What to work on: Lay out the listing below as a two-column CSV with the headers text and answer, giving each item its own row and covering the whole listing. Put each value in one quoted field, with line breaks turned into spaces.

Records supplied:
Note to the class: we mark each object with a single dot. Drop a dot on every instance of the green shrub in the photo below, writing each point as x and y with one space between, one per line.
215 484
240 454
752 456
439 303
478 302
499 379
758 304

Solution to this exercise:
text,answer
"Note to the class: we mark each object with a single dot. Drop a dot on every instance of the green shrub in the photo below, writing each point as x and y with one space between, one per line.","215 484 240 454 752 456 439 303 478 302 499 379 758 304"